Arbeitsanweisung:
Wie lautet die Passage im Artikel über Projekte gegen Kinderarbeit von „Gewerkschaftliche Projekte gegen Kinderarbeit verschaffen“ bis einschließlich „per Whatsapp-Chats zusammengetragen.“, wenn Sie darin „Whatsapp-Chats“ gegen „Videokonferenzen“ austauschen?

Die Sozialwissenschaftlerin Nora Wintour ist durch fünf Länder gereist und hat recherchiert, wie Projekte gegen Kinderarbeit auch die Weiterentwicklung der Lehrkräfte und das gewerkschaftliche Engagement fördern können.

Die GEW-Stiftung Fair Childhood fördert gewerkschaftliche Projekte gegen Kinderarbeit (Foto Samuel Grumiau)

Gewerkschaftliche Projekte gegen Kinderarbeit verschaffen Mädchen und Jungen nicht nur Zugang zu Bildung, sondern können auch das politische Engagement der Akteure vor Ort stärken. Das geht aus einer Analyse der Sozialwissenschaftlerin und Beraterin der Bildungsinternationale (BI), Nora Wintour, hervor, die von August 2018 bis April 2019 Schulen und Gemeinden in Uganda, Simbabwe, Mali, Marokko und Albanien besuchte, Interviews führte und Dokumente auswertete. Daten aus Nicaragua wurden per Whatsapp-Chats zusammengetragen.

Wirksamkeit regionaler Projekte

Die Studie mit dem Titel „Identification of Transnational Best Practices and Union Impacts(Ermittlung von nationenübergreifenden vorbildlichen Verfahren und Einfluss der Gewerkschaften) ist nicht repräsentativ, vermittelt aber dennoch Einblick in die Wirksamkeit regionaler Projekte, welche die Bildungsinternationale mit finanzieller Unterstützung der GEW-Stiftung Fair Childhood und der niederländischen Bildungsgewerkschaft AOb fördert. In Wintours Befragungen mit Projektbeteiligten ging es unter anderem darum, wie sich die Projekte gegen Kinderarbeit auf das berufliche Leben und die Weiterentwicklung der Lehrkräfte auswirkten, und ob auch die Gewerkschaften davon profitierten.

Dem Forschungsbericht zufolge wurden in mehr als zehn Ländern auf drei Kontinenten kinderarbeitsfreie Zonen geschaffen. In allen Projektländern gibt es zudem Programme zur Weiterbildung der Lehrerinnen und Lehrer. Zu den Einschätzungen der beteiligten Akteurinnen und Akteure, die Wintour sammelte, gehörten Aussagen wie: Die Kinder gingen gern zur Schule, die Abbruchquoten verringerten sich, Selbstbewusstsein und Motivation der Lehrkräfte nähmen zu, und ihr Ansehen als pädagogische Fachkräfte steige. 

„Für mich hat sich eine Menge geändert, denn jetzt ist es den Dorfbewohnern klar geworden, dass Lehrkräfte auch Arbeiter mit Rechten sind.“ (Lehrkraft in Mali)

Bereitgestellte Angaben:
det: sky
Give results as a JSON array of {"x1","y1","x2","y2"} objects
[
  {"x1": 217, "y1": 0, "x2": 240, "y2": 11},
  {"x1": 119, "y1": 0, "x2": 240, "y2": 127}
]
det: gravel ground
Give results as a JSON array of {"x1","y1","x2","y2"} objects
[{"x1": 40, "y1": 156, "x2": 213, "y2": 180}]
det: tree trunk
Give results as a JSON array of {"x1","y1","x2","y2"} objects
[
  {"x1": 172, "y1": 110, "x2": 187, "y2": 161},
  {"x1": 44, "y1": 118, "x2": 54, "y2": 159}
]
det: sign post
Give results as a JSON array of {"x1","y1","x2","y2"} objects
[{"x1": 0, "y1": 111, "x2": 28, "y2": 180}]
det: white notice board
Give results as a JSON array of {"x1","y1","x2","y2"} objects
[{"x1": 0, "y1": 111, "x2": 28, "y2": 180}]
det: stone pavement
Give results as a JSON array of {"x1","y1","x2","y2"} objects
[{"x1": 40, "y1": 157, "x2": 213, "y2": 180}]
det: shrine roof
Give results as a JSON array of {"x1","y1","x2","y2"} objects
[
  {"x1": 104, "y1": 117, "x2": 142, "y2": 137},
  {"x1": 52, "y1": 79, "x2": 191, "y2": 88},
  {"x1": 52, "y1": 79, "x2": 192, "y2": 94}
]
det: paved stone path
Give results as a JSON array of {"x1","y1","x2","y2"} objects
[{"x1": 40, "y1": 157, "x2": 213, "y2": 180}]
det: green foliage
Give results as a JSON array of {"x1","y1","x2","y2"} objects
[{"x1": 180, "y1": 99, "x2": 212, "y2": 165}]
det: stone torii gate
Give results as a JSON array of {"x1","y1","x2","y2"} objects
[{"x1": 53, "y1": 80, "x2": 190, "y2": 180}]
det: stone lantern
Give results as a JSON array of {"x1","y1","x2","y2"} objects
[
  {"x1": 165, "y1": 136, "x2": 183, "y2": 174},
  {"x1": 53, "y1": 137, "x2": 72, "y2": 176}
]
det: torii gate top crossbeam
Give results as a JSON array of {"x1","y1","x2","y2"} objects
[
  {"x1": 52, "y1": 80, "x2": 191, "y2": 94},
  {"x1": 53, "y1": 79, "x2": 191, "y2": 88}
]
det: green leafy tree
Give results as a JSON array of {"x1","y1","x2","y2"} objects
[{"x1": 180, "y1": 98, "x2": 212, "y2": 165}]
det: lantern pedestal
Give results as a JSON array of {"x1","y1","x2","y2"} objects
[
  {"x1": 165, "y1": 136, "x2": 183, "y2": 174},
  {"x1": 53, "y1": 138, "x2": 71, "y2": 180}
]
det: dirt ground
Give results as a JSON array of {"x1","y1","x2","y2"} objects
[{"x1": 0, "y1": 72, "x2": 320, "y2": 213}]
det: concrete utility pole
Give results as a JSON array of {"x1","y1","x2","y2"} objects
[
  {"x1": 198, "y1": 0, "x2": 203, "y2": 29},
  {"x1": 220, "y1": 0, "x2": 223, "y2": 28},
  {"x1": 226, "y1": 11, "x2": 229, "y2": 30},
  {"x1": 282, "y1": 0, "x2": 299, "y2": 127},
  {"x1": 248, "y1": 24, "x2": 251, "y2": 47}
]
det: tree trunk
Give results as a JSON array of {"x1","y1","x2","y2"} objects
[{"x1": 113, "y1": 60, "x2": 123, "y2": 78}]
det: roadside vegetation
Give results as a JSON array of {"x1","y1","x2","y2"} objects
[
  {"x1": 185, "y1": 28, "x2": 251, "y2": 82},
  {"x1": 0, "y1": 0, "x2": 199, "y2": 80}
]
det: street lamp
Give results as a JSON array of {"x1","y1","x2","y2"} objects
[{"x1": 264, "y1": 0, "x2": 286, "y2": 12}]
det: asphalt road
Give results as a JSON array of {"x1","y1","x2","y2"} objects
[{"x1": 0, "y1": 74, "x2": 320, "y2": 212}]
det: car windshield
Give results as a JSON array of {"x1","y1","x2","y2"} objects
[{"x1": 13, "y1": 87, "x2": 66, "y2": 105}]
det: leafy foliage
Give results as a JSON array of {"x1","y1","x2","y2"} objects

Lösung:
Gewerkschaftliche Projekte gegen Kinderarbeit verschaffen Mädchen und Jungen nicht nur Zugang zu Bildung, sondern können auch das politische Engagement der Akteure vor Ort stärken. Das geht aus einer Analyse der Sozialwissenschaftlerin und Beraterin der Bildungsinternationale (BI), Nora Wintour, hervor, die von August 2018 bis April 2019 Schulen und Gemeinden in Uganda, Simbabwe, Mali, Marokko und Albanien besuchte, Interviews führte und Dokumente auswertete. Daten aus Nicaragua wurden per Videokonferenzen zusammengetragen.